START RECORDED DATA
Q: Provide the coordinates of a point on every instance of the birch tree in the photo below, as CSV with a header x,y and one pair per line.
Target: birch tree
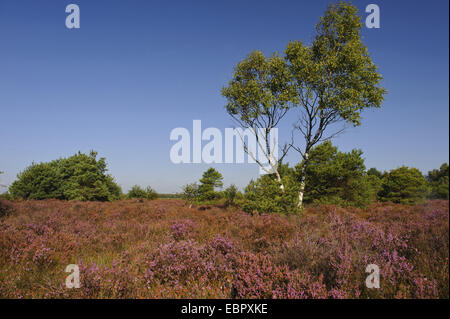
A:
x,y
335,80
259,96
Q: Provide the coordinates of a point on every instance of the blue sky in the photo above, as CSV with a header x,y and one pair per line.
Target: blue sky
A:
x,y
137,69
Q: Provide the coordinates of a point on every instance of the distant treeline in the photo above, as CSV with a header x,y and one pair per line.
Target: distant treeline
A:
x,y
333,177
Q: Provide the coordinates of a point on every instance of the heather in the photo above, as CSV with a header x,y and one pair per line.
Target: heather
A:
x,y
139,248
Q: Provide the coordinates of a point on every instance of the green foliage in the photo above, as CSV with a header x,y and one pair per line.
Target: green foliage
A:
x,y
210,180
374,172
260,86
329,81
438,179
404,185
231,195
336,69
335,177
191,192
79,177
6,196
265,196
137,192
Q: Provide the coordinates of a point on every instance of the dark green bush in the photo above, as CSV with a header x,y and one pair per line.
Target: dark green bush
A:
x,y
79,177
405,186
138,192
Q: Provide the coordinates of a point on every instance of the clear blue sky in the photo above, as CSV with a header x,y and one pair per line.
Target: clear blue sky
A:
x,y
137,69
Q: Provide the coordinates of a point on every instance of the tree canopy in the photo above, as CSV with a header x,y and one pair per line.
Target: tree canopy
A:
x,y
78,177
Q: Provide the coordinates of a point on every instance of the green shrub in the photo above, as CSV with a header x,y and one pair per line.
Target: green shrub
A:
END RECORDED DATA
§ ASSIGNMENT: Return the listing exactly as it appears, excluding any image.

§ REPLY:
Q: Provide the coordinates of a point on every instance of the birch tree in the photo below, as CSV with a header x,y and one pair per line.
Target: birch tree
A:
x,y
335,80
259,96
Q: Provide the coordinates of a point on every instance of the blue sky in the photo above, as CSV with a header x,y and one pair per line.
Target: blue sky
A:
x,y
137,69
Q: Provide the coordinates of a point on every instance of the distant treeline in the photo above, as CSV with a header x,y and one pair per line.
Target: distant treeline
A:
x,y
333,177
Q: Provide the coordinates of a point on every instance of the heather in the photo above, as CSV with a header x,y and one pair per line.
Target: heather
A:
x,y
139,248
Q: Provide the coordinates of a point on every instance of the green foliage in the photo above, as CSV with a header x,y and one pair per line.
Target: green foliage
A:
x,y
210,180
374,172
260,86
329,81
438,179
404,185
231,195
336,69
335,177
191,192
79,177
6,196
265,196
137,192
Q: Provide the coordinates of a point on every instance of the dark green bush in the photo above, as CSV with a header x,y and one pair per line.
Target: dark green bush
A:
x,y
79,177
405,186
138,192
Q: Provide the coordinates of a point on every instance of the clear blue sky in the photo above, as CSV with a header x,y and one pair per line.
Target: clear blue sky
A:
x,y
137,69
Q: Provide the coordinates of a point on every instance of the tree canopy in the photo above, as CSV with a header x,y and one pair per line.
Target: tree canopy
A:
x,y
78,177
Q: Provide the coordinates of a point on every instance of the green shrub in the photo above, as CSV with a header x,y and one pair per line.
Target: green shrub
A:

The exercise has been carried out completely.